- PROBLEM TO SOLVE: Check each line of the data below for the string "sand", then state how many have it and nothing else.

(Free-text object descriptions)
_ _ _ _
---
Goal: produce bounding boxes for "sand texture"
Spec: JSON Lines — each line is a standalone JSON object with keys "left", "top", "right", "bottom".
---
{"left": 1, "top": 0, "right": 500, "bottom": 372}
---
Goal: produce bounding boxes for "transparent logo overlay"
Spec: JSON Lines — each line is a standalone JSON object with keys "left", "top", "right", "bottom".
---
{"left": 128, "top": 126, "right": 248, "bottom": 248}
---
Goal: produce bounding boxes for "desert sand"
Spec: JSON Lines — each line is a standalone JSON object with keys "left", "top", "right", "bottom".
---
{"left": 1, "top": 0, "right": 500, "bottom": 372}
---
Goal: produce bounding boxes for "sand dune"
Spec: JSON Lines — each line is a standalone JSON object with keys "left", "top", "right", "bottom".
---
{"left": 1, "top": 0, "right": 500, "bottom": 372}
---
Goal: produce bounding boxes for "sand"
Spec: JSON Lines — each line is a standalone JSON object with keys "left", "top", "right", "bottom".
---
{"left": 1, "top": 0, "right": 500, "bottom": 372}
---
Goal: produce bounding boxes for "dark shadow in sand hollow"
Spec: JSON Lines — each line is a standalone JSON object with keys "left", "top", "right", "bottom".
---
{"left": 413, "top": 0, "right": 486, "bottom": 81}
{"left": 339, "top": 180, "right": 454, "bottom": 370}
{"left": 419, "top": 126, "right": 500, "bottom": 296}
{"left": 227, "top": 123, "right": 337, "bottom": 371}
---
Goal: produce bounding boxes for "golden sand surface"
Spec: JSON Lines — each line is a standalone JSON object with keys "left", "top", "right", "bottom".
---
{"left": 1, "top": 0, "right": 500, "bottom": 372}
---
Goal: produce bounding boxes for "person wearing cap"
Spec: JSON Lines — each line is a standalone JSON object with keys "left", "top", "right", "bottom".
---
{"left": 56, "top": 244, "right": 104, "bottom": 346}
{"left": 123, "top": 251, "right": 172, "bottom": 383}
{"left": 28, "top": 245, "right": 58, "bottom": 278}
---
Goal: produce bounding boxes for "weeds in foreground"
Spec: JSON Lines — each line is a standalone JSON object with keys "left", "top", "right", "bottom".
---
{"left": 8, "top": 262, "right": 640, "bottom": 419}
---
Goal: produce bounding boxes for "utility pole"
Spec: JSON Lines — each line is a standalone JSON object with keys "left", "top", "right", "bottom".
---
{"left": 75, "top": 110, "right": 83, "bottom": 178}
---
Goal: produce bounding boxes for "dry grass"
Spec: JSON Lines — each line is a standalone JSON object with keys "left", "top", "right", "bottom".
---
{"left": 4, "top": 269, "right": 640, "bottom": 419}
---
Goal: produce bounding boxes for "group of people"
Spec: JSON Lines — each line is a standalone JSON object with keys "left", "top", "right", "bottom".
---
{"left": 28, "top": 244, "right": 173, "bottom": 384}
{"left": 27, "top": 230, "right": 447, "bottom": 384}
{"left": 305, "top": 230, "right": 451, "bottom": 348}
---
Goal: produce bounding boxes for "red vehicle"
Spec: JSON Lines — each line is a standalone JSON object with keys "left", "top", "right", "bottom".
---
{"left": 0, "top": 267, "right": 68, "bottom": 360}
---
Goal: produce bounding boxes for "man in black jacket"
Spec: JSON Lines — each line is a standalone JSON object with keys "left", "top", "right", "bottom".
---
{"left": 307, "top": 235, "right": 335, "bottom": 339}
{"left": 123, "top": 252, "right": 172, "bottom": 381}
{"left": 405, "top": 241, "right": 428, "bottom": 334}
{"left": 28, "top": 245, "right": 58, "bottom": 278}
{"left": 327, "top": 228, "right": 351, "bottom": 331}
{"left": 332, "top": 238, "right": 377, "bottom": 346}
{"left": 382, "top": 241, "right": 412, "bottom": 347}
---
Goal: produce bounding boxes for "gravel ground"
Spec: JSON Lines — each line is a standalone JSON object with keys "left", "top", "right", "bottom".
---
_ _ _ _
- EXPECTED OUTPUT: 6